-- Begin DATASET EXTRACT --

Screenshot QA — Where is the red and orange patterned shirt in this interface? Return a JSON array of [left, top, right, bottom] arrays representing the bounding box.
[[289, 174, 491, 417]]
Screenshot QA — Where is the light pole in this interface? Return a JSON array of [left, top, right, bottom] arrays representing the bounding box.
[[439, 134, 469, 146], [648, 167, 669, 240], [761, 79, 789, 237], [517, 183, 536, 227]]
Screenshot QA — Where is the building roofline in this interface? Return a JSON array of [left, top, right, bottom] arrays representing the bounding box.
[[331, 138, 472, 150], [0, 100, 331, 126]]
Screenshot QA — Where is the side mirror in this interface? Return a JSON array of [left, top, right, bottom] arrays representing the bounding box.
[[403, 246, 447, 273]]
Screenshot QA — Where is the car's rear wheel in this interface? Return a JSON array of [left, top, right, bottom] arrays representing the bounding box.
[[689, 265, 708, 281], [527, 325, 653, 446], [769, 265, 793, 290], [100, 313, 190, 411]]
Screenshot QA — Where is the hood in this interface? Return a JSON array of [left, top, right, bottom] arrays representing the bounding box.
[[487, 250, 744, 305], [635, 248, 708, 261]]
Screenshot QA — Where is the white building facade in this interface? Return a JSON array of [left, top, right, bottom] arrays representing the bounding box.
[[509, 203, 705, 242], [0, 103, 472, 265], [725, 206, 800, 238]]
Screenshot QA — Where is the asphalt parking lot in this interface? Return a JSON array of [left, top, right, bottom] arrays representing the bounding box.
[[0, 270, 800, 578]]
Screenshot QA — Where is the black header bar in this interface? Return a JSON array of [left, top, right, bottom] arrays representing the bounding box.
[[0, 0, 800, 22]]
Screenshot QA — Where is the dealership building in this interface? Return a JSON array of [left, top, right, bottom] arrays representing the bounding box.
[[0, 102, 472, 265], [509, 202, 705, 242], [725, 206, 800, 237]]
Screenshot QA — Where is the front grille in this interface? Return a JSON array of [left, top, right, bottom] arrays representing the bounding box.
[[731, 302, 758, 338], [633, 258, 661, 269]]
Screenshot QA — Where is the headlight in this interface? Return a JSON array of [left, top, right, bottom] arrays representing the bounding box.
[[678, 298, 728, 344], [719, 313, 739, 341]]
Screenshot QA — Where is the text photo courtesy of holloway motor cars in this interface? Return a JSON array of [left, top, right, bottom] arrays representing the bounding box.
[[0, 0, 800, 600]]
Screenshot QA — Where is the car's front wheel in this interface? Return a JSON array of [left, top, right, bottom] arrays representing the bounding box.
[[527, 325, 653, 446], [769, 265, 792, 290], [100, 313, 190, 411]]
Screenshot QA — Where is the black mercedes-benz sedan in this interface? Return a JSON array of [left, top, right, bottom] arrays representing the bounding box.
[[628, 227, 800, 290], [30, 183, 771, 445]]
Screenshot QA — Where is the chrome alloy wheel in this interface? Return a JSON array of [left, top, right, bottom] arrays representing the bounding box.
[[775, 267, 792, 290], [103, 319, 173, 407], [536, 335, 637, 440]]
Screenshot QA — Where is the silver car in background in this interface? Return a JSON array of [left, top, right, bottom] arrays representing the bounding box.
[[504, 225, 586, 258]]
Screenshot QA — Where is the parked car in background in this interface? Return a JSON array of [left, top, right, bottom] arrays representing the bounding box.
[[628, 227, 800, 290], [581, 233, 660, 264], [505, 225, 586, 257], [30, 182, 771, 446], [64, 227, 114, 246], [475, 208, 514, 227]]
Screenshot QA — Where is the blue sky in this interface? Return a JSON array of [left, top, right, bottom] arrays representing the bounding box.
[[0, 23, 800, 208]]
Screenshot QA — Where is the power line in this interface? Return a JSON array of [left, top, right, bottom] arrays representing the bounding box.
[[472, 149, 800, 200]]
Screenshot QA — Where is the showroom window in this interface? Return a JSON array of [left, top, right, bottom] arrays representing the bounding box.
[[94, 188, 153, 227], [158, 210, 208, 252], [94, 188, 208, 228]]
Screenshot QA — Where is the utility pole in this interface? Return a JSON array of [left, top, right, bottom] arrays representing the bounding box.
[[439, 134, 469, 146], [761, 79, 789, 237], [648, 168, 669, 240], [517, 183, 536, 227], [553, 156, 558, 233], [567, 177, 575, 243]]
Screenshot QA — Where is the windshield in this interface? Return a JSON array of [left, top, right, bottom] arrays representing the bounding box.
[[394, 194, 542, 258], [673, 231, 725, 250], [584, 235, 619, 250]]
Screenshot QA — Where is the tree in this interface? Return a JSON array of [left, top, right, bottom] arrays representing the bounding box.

-- End DATASET EXTRACT --

YOUR OBJECTIVE:
Reproduce the material above word for word, with nothing changed, added, or left out.

WORKED SOLUTION:
Screenshot QA — Where is the red and orange patterned shirt in this interface? Return a JSON array of [left, top, right, bottom] arrays representing the bounding box.
[[289, 174, 491, 417]]
Screenshot QA — Where is the light pole in this interface? Return a JSON array of [left, top, right, bottom] arrays representing the bounding box.
[[439, 134, 469, 146], [648, 167, 669, 240], [761, 79, 789, 237], [517, 183, 536, 227]]
Screenshot QA — Where is the building roofline in this interface? Return a JSON array of [left, top, right, bottom] arrays representing the bounding box.
[[331, 138, 472, 150], [0, 100, 331, 126]]
Screenshot QA — Where is the side mirror in this interface? Return a JSON array of [left, top, right, bottom] arrays representing the bounding box.
[[403, 246, 447, 273]]
Screenshot QA — Where is the car's rear wheel in this interface? Return a JSON array of [left, top, right, bottom] arrays representing the bounding box.
[[689, 265, 708, 281], [527, 325, 653, 446], [769, 265, 793, 290], [100, 313, 190, 411]]
Screenshot QA — Where is the hood in this interface? Return a JSON array of [left, top, right, bottom] arrays representing the bounding box.
[[487, 250, 744, 305], [635, 248, 708, 261]]
Screenshot QA — Where is the white building facade in this interface? Return a JSON array of [left, top, right, bottom] arrays representing the bounding box.
[[509, 203, 705, 242], [0, 103, 472, 265], [725, 206, 800, 238]]
Screenshot QA — Where is the asphalt parking lot in this interface? Return a JSON array of [left, top, right, bottom] arrays representing the bounding box.
[[0, 270, 800, 578]]
Screenshot QA — Where is the black header bar in this interface? Return a JSON array of [left, top, right, bottom] arrays representing the bounding box.
[[0, 0, 800, 22]]
Screenshot QA — Where is the dealership building in this interface? Return a JSON array of [left, top, right, bottom] arrays representing the bounding box.
[[0, 102, 472, 265], [509, 202, 705, 242], [725, 206, 800, 237]]
Screenshot QA — Where is the front grille in this interface? Return a JSON array of [left, top, right, bottom] arrays representing the bounding box.
[[731, 302, 758, 338], [633, 258, 661, 269]]
Screenshot QA — Where is the headlight in this interface? Return a JSON array of [left, top, right, bottom] arrays representing the bounding box.
[[678, 298, 728, 344], [719, 313, 739, 341]]
Screenshot QA — Where is the text photo courtesy of holloway motor cars in this interface? Return a JSON array of [left, top, right, bottom] arrays representing the bounding box.
[[0, 0, 800, 600]]
Screenshot QA — Where is the car's front wheel in this interface? Return a JSON array of [left, top, right, bottom] arrays representing the bounding box.
[[527, 325, 653, 446], [769, 265, 792, 290], [100, 313, 190, 411]]
Screenshot QA — Where is the black mercedes-benz sedan in this interface? Return a JSON array of [left, top, right, bottom] arrays representing the bounding box.
[[628, 227, 800, 290], [30, 183, 771, 445]]
Screenshot QA — Where is the chrome alloy wheel in this interface? Return a JSON array of [left, top, right, bottom] arrays representing the bounding box.
[[775, 267, 792, 290], [103, 319, 173, 407], [536, 335, 637, 440]]
Screenshot QA — Where is the silver car in background in this interface? Return a JSON array of [left, top, right, bottom] arrays representing the bounding box.
[[504, 225, 586, 258]]
Screenshot QA — Where is the parked car in background in this interface? Return a JSON array of [left, top, right, bottom] arrays representing the bounding box.
[[628, 227, 800, 290], [581, 233, 660, 264], [505, 225, 586, 257], [30, 182, 771, 446], [64, 227, 114, 246], [475, 208, 514, 227]]
Screenshot QA — Where is the blue sky in this interface? Return a JSON array of [left, top, right, bottom] arrays representing the bounding box.
[[0, 23, 800, 208]]
Screenshot QA — Where is the power line in this interface? Return a JSON array of [left, top, right, bottom] arrays representing the bounding box.
[[472, 149, 800, 200]]
Screenshot QA — Where is the showroom window in this interface? Return a JSON array of [left, top, right, bottom] arrays representing the bounding box.
[[94, 188, 153, 227], [158, 210, 208, 252], [94, 188, 208, 228]]
Screenshot QA — Where is the utility pole in this interface? Return a JSON array of [left, top, right, bottom] arrays representing the bounding box.
[[439, 134, 469, 146], [761, 79, 789, 237], [648, 168, 669, 240], [517, 183, 536, 227], [553, 156, 558, 233], [567, 177, 575, 243]]
Screenshot QA — Where is the windshield in this interface? Return a JSON array of [left, top, right, bottom] arrays representing the bounding box.
[[394, 194, 542, 258], [673, 231, 725, 250], [584, 235, 619, 250]]
Screenshot QA — Where is the tree in this interface? Return a JSON array of [left, top, right, bottom] arrays representing the bounding box.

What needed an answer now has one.